Stated task: Reproduce the following records line for line, leaving every character unchanged.

═══ Records for the exercise ═══

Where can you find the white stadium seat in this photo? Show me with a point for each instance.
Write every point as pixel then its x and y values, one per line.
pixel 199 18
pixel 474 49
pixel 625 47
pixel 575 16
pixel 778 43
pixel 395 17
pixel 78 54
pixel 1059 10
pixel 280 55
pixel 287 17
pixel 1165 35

═══

Output:
Where can you find the white stadium seat in this photo? Show me with a point for each instance.
Write every point as pixel then its x and y values, one per line.
pixel 199 18
pixel 474 49
pixel 625 47
pixel 575 16
pixel 778 43
pixel 395 17
pixel 78 54
pixel 1059 10
pixel 280 55
pixel 287 17
pixel 1165 35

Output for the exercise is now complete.